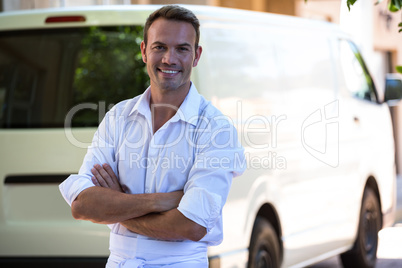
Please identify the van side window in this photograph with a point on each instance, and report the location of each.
(356, 76)
(46, 73)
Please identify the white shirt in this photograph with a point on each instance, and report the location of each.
(196, 151)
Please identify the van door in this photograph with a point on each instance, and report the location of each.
(55, 87)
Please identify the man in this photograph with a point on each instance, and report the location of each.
(160, 166)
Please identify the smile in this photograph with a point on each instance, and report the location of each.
(169, 72)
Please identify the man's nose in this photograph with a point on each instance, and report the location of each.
(170, 57)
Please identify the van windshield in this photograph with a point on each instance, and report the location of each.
(74, 74)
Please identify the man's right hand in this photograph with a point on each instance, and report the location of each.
(108, 203)
(105, 177)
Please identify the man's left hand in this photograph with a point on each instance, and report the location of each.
(105, 177)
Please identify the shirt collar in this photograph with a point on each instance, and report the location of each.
(188, 110)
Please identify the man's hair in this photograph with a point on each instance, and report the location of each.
(175, 13)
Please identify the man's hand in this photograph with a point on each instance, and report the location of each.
(105, 177)
(168, 225)
(108, 203)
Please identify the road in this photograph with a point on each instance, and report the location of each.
(389, 252)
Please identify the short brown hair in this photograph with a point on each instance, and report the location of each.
(176, 13)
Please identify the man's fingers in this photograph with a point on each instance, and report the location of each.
(109, 171)
(95, 181)
(106, 177)
(99, 177)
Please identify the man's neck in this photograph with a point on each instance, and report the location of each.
(164, 105)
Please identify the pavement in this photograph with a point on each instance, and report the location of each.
(389, 251)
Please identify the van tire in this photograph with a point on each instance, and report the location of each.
(264, 249)
(364, 252)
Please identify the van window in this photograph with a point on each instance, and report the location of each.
(357, 78)
(45, 73)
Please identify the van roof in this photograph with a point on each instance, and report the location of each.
(137, 14)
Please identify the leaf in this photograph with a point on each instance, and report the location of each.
(394, 5)
(350, 3)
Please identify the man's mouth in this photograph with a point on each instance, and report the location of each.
(169, 71)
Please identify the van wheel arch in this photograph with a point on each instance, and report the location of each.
(363, 253)
(266, 227)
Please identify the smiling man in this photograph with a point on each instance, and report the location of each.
(160, 166)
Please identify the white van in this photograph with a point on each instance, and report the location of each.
(320, 178)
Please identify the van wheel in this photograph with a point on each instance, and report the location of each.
(264, 246)
(364, 252)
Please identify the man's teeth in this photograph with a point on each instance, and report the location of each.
(169, 72)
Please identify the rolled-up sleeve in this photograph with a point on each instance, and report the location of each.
(101, 151)
(210, 178)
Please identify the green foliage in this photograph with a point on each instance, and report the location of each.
(394, 5)
(110, 69)
(350, 3)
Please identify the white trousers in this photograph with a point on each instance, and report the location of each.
(131, 252)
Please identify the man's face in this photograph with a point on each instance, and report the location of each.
(170, 54)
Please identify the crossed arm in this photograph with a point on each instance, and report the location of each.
(153, 215)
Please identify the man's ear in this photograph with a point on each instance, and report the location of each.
(143, 52)
(198, 52)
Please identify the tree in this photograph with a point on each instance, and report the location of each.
(393, 6)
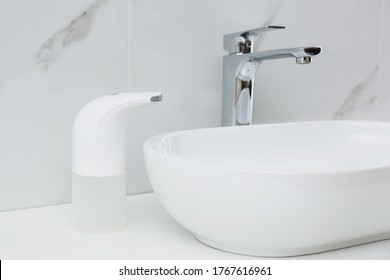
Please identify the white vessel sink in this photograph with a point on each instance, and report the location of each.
(278, 189)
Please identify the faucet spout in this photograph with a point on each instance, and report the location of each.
(301, 54)
(239, 70)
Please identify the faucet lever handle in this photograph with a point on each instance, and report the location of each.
(242, 42)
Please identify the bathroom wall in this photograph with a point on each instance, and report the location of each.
(57, 55)
(54, 57)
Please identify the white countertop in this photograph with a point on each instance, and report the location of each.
(45, 233)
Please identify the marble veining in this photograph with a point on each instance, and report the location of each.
(352, 100)
(77, 30)
(269, 21)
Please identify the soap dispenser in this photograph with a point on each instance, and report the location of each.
(99, 183)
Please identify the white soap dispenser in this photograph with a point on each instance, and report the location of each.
(99, 161)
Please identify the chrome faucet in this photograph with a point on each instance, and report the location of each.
(239, 70)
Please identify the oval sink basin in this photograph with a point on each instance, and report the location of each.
(278, 189)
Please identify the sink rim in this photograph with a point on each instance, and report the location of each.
(151, 142)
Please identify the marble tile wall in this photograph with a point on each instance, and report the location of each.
(57, 55)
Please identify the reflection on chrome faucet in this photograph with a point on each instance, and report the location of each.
(239, 70)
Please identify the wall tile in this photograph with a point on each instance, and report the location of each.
(55, 57)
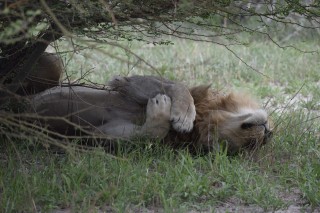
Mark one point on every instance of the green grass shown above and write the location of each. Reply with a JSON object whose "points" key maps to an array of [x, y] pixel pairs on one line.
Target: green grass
{"points": [[285, 172]]}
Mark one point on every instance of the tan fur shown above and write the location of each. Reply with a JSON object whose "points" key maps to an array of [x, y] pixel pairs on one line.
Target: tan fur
{"points": [[220, 118]]}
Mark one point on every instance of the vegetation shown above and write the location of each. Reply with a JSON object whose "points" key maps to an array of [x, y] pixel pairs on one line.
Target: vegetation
{"points": [[144, 176], [269, 48]]}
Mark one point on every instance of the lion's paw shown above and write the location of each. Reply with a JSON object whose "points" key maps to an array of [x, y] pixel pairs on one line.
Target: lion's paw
{"points": [[159, 108], [182, 116]]}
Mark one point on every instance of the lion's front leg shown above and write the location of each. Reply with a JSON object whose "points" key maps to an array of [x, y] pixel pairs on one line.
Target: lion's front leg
{"points": [[157, 123]]}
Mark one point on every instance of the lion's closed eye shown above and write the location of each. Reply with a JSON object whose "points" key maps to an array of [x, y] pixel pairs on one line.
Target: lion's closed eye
{"points": [[247, 125]]}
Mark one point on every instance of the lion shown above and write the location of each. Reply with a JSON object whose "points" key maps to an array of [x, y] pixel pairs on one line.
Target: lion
{"points": [[156, 108]]}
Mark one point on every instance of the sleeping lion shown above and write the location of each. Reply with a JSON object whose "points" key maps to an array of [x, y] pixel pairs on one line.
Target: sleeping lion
{"points": [[156, 108]]}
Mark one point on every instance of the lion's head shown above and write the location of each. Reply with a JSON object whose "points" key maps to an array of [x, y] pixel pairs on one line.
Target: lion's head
{"points": [[235, 119]]}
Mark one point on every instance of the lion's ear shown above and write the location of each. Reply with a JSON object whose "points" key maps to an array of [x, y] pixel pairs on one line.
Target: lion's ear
{"points": [[199, 93]]}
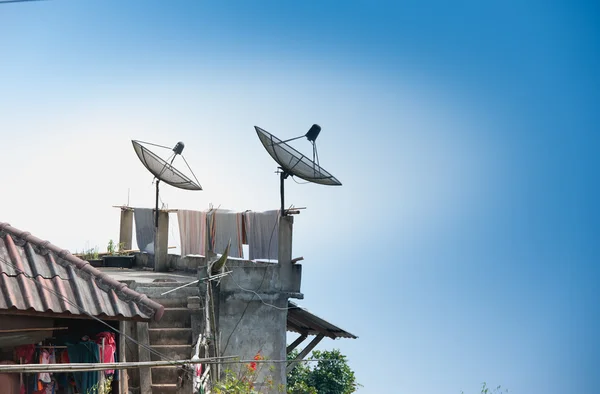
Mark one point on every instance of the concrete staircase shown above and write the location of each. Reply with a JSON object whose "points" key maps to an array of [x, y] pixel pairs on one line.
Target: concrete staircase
{"points": [[172, 336]]}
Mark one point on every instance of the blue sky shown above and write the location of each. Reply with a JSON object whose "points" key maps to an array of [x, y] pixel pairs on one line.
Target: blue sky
{"points": [[463, 245]]}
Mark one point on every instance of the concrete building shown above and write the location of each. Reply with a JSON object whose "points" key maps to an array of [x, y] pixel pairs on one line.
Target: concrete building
{"points": [[249, 308]]}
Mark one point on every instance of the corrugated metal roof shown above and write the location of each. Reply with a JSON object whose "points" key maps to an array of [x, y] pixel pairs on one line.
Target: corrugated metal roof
{"points": [[38, 276], [302, 321]]}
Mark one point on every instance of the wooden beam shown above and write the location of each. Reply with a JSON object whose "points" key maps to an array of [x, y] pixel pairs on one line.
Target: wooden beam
{"points": [[310, 325], [304, 352], [295, 344]]}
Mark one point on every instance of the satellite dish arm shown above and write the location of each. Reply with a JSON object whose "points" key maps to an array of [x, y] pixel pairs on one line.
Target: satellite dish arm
{"points": [[156, 211]]}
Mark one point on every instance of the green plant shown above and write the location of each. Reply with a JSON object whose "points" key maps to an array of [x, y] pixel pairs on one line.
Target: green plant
{"points": [[90, 254], [486, 390], [115, 249], [331, 375], [244, 380]]}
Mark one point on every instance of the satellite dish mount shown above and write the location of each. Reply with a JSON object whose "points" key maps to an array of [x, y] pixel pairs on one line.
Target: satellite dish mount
{"points": [[292, 162], [163, 170]]}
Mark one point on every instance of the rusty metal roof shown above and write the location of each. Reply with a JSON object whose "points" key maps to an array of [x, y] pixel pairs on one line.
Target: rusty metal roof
{"points": [[303, 322], [38, 277]]}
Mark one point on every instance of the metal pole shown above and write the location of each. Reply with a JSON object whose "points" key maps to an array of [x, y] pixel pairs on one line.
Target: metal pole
{"points": [[156, 212], [281, 191]]}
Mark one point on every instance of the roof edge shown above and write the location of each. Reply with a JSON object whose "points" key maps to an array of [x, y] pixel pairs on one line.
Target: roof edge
{"points": [[83, 265]]}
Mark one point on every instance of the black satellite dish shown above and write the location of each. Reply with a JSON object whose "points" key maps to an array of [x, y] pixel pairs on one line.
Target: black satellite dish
{"points": [[163, 170], [292, 162]]}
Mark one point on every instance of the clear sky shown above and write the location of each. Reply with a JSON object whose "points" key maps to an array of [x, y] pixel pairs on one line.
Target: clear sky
{"points": [[463, 245]]}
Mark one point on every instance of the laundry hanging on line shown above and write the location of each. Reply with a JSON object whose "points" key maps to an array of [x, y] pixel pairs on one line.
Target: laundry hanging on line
{"points": [[262, 234], [144, 229], [192, 232], [225, 226]]}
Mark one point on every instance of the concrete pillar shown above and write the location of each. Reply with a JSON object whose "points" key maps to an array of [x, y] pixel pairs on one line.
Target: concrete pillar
{"points": [[126, 230], [123, 378], [161, 242], [285, 251], [145, 372]]}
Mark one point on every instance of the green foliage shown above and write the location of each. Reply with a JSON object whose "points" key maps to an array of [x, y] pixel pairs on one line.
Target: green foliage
{"points": [[90, 254], [486, 390], [244, 381], [331, 375], [115, 249]]}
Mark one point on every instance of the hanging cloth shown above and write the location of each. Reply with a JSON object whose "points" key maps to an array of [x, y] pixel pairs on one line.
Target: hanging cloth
{"points": [[144, 229], [84, 352], [192, 232], [262, 233], [224, 226], [110, 347]]}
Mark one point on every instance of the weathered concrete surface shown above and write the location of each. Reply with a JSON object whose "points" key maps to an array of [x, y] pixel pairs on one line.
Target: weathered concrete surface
{"points": [[126, 229], [251, 311]]}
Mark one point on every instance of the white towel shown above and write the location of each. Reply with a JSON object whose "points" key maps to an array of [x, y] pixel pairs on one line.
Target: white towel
{"points": [[262, 234], [192, 232], [224, 226], [144, 228]]}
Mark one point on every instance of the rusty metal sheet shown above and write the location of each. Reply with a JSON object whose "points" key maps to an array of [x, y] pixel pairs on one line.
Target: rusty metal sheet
{"points": [[37, 276]]}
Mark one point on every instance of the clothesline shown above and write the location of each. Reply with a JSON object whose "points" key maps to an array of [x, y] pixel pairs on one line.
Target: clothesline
{"points": [[88, 367], [171, 210], [33, 329]]}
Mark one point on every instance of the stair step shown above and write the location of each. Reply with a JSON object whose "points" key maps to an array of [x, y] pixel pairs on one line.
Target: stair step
{"points": [[172, 352], [177, 298], [165, 375], [173, 318], [164, 388], [170, 336]]}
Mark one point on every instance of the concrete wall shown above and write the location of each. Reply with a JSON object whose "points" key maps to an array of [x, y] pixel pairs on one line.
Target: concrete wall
{"points": [[252, 314]]}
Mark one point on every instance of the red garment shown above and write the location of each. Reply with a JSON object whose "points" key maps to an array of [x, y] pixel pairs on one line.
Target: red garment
{"points": [[110, 347], [25, 353]]}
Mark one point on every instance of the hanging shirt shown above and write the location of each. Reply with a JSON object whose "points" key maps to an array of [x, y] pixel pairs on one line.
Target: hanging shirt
{"points": [[225, 226], [110, 348], [84, 352], [262, 233], [144, 228], [192, 232]]}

→ **PROBLEM TO WORK ON**:
Of all the entries above, output exactly the lines between the one holding "Target: concrete pillar" and the one holding "Mark one point on every instance of the hanging cloth", inclusive.

→ **RESULT FOR THIS TASK**:
Target: concrete pillar
{"points": [[126, 230], [123, 378], [161, 242], [285, 251], [145, 372]]}
Mark one point on every instance of the green foliage shown above and write the location of each. Reply with a JSON object whose "points" key maps to an array of [x, y] pixel pairs on one line.
Target: green foliage
{"points": [[90, 254], [486, 390], [244, 381], [331, 375], [115, 249]]}
Mark one point on every instance of the hanging cloth shown above and write the location of each. Reply with a JSON object whose "points" key maps to an array of [x, y] pixel pairs on one line.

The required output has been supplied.